• EXERCISE A: Filter the rows below and copy out every line that contains the string "sign".

• EXCERPTED PASSAGE:
Local-first SQL analytics on files. Read, profile, clean, and export data without a warehouse.

When to Use This Skill

Activate when: Reading local files (CSV, Parquet, JSON, Excel) into DuckDB, profiling data quality, running SQL analytics on local data, cleaning/transforming datasets, exporting results to various formats.

Don't use for: Building dbt models (use dbt-transforms with DuckDB adapter), cloud warehouse administration, pipeline scheduling (use data-pipelines), Python DataFrame transformations (use python-data-engineering).

Scope Constraints

Local files only -- does not manage cloud warehouse connections or remote databases.
No cloud warehouse administration (Snowflake, BigQuery, Redshift).
Reference files loaded on demand -- do not pre-load multiple references.

• EXERCISE B: Duplicate the DuckDB local analytics passage above in full, word for word.

• RECORD EXCERPTS:
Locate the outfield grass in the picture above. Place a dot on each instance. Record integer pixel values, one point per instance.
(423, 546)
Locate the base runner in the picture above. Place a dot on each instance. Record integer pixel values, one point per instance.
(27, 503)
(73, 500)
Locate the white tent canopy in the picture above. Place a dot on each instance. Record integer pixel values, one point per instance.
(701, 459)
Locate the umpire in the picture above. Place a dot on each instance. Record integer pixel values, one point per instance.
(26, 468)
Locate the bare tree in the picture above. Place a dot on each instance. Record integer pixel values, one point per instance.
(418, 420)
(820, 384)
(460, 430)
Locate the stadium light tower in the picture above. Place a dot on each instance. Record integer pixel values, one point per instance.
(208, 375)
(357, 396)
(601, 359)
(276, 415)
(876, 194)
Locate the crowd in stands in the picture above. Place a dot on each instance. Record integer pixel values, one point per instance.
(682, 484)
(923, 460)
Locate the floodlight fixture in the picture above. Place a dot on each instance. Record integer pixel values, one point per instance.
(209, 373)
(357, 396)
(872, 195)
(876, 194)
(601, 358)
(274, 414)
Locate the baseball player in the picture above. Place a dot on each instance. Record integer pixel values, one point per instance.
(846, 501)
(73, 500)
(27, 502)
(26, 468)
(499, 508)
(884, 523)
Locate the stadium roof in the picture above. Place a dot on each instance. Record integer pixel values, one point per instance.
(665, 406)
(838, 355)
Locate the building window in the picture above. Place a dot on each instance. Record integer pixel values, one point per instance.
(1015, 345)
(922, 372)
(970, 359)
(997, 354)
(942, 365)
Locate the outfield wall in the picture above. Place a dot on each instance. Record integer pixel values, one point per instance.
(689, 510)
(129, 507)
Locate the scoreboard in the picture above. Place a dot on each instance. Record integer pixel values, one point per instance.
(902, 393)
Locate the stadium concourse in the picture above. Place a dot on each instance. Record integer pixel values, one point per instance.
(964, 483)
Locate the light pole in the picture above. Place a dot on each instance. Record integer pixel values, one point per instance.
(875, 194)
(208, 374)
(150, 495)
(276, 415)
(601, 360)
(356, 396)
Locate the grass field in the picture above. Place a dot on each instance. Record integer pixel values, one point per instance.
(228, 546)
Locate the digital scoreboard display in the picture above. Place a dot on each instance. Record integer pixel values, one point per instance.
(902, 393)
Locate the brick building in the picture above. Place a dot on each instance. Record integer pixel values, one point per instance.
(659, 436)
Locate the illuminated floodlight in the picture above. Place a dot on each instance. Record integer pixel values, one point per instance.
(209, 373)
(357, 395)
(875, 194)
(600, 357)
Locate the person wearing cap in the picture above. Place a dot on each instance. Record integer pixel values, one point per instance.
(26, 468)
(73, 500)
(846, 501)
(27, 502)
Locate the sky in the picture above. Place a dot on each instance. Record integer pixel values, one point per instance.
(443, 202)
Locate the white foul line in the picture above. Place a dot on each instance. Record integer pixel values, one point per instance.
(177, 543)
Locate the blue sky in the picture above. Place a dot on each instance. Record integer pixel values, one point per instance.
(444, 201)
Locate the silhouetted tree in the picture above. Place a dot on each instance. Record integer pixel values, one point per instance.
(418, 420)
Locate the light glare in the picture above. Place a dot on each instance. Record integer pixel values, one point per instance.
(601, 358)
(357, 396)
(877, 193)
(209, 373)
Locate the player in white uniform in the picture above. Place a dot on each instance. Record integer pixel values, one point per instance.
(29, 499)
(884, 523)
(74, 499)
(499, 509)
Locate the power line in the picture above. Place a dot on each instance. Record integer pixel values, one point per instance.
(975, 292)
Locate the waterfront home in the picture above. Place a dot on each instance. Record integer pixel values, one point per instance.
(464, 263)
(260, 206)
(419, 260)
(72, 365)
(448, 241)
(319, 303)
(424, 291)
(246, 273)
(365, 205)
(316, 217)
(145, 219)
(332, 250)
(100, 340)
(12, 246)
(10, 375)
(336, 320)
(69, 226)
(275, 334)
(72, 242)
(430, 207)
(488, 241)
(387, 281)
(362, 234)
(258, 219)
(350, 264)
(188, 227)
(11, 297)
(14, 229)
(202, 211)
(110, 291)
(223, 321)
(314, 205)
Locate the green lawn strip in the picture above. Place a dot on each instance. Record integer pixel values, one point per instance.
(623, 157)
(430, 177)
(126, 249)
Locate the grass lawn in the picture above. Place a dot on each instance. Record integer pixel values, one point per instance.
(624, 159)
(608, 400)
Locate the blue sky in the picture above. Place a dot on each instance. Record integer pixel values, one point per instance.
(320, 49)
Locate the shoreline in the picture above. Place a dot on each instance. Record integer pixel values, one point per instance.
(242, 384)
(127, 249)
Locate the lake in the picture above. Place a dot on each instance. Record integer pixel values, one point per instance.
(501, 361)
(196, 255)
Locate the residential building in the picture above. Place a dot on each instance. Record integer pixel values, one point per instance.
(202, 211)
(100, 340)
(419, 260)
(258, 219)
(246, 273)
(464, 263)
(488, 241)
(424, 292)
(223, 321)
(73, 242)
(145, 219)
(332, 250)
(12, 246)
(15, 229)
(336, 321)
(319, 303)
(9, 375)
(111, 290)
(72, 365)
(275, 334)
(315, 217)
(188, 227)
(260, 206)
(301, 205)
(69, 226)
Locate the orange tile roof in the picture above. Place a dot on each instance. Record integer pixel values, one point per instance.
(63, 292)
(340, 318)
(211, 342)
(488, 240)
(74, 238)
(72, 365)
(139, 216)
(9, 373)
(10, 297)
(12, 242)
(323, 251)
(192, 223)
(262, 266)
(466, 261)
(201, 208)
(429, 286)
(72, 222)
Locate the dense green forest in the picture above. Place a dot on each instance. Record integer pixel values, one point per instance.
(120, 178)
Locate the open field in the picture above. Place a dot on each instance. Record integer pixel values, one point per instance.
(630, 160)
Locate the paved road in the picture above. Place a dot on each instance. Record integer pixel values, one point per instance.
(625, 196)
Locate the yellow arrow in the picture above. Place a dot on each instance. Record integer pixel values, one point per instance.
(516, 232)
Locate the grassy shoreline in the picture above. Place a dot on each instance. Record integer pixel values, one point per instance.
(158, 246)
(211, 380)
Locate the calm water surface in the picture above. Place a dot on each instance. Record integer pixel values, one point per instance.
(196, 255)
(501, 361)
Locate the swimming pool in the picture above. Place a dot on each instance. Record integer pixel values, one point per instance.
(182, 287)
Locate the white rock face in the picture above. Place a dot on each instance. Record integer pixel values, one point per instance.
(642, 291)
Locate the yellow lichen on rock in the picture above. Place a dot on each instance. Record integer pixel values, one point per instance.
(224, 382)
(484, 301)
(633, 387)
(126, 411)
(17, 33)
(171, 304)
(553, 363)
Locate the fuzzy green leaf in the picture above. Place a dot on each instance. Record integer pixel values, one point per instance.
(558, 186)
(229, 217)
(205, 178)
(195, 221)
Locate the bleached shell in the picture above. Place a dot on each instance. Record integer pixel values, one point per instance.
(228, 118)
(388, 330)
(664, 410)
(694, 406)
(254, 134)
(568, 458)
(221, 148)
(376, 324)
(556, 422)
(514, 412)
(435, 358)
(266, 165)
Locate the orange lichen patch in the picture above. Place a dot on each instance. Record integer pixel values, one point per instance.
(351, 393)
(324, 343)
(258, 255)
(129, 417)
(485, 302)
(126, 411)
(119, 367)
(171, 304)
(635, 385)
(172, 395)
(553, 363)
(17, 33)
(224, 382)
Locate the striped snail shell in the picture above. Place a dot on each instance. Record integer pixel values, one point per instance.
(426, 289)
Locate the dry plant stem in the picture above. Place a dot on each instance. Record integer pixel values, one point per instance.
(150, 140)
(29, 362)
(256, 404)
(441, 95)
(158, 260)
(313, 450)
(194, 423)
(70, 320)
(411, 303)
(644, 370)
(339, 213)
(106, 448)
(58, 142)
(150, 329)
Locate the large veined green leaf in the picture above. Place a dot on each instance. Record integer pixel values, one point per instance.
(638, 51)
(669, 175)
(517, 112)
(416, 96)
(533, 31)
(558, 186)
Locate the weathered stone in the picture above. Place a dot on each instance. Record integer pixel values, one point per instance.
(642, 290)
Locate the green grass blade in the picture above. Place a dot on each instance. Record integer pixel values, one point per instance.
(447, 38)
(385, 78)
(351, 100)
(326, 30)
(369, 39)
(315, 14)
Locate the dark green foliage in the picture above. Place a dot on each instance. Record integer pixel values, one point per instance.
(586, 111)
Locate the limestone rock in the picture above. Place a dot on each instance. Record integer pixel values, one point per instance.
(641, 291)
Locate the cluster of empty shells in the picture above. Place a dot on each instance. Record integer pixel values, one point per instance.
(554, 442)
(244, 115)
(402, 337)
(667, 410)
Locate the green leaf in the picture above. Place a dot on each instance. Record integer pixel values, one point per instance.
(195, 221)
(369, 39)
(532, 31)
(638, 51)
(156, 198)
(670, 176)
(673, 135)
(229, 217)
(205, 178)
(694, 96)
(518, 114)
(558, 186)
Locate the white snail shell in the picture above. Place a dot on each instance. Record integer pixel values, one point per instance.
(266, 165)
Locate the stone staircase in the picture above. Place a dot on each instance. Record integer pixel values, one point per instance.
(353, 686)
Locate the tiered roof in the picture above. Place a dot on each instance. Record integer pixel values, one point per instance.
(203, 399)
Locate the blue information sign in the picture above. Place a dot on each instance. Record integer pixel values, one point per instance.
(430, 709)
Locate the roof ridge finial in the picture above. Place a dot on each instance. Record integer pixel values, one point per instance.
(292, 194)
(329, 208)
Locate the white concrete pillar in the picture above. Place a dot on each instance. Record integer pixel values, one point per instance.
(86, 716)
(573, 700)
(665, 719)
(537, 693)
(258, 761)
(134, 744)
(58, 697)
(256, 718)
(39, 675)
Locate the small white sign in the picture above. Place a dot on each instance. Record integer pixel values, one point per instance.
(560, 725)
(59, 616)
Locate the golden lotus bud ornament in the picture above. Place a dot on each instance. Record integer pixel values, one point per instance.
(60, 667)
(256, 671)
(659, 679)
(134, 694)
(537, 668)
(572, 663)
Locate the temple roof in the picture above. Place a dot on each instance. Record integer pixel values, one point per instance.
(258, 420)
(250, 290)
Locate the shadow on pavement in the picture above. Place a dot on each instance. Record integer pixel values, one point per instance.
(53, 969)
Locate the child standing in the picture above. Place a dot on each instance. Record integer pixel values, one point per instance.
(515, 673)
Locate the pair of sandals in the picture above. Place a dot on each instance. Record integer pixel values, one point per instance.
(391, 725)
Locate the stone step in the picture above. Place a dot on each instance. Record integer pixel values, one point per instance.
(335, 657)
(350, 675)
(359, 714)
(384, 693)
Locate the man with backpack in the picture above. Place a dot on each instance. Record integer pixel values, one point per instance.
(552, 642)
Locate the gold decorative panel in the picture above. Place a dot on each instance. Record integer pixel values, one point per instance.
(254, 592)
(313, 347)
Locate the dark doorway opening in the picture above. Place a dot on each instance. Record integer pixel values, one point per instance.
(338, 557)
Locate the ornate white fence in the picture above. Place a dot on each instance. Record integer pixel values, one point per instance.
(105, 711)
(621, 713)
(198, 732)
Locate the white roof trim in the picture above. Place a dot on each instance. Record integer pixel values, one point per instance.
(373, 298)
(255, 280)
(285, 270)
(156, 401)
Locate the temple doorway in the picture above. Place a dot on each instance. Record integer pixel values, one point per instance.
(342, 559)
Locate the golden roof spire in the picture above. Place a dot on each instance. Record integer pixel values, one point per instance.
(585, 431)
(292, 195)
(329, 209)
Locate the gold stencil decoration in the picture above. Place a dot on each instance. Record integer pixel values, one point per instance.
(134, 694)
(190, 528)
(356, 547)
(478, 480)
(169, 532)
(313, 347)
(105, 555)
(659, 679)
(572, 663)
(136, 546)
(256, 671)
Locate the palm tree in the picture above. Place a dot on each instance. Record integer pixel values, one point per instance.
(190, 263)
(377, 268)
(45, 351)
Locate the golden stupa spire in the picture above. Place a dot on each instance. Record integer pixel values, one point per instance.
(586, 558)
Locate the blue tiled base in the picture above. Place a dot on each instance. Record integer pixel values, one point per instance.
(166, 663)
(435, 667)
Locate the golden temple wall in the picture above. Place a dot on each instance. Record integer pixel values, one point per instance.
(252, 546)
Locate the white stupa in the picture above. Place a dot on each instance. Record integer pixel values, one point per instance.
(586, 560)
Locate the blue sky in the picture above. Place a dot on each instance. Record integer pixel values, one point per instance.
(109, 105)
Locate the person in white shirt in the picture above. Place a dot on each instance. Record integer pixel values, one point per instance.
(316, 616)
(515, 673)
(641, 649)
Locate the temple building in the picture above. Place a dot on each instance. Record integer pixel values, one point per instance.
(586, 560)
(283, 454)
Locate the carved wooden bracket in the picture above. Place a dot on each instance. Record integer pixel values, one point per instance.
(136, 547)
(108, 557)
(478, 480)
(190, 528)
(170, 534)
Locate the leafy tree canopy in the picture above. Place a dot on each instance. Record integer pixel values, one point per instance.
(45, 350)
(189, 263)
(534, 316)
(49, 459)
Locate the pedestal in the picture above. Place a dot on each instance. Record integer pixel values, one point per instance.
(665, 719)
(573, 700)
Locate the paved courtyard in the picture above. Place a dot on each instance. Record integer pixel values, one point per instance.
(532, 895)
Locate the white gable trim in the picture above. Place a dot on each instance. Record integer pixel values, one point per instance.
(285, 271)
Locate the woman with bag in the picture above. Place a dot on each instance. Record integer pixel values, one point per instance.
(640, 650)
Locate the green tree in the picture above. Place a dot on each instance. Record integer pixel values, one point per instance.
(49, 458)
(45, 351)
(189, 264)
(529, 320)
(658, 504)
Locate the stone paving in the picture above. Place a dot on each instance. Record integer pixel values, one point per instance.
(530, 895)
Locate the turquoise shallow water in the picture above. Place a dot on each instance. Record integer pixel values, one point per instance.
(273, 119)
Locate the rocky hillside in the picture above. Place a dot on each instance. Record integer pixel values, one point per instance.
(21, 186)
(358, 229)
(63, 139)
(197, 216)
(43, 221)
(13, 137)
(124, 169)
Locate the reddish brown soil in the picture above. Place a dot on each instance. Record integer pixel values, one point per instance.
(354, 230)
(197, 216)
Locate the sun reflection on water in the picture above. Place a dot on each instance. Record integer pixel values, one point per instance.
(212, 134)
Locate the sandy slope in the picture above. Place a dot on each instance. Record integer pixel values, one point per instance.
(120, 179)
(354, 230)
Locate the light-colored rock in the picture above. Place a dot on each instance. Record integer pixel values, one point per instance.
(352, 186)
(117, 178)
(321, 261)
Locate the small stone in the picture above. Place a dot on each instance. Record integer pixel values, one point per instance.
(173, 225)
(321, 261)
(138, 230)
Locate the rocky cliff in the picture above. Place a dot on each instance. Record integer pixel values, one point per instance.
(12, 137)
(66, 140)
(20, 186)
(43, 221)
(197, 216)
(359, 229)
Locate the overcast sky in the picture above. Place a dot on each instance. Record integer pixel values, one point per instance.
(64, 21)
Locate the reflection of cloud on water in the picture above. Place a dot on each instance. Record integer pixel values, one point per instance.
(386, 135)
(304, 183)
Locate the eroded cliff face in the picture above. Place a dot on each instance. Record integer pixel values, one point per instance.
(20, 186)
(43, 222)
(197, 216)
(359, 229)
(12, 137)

• CORRECT RESULT A:
Locate the blue information sign in the picture above. Place a dot on each instance. Record integer pixel values, one point per instance.
Locate the small white sign in the picture above. Place a dot on each instance. Record integer pixel values, one point per instance.

• CORRECT RESULT B:
Local-first SQL analytics on files. Read, profile, clean, and export data without a warehouse.

When to Use This Skill

Activate when: Reading local files (CSV, Parquet, JSON, Excel) into DuckDB, profiling data quality, running SQL analytics on local data, cleaning/transforming datasets, exporting results to various formats.

Don't use for: Building dbt models (use dbt-transforms with DuckDB adapter), cloud warehouse administration, pipeline scheduling (use data-pipelines), Python DataFrame transformations (use python-data-engineering).

Scope Constraints

Local files only -- does not manage cloud warehouse connections or remote databases.
No cloud warehouse administration (Snowflake, BigQuery, Redshift).
Reference files loaded on demand -- do not pre-load multiple references.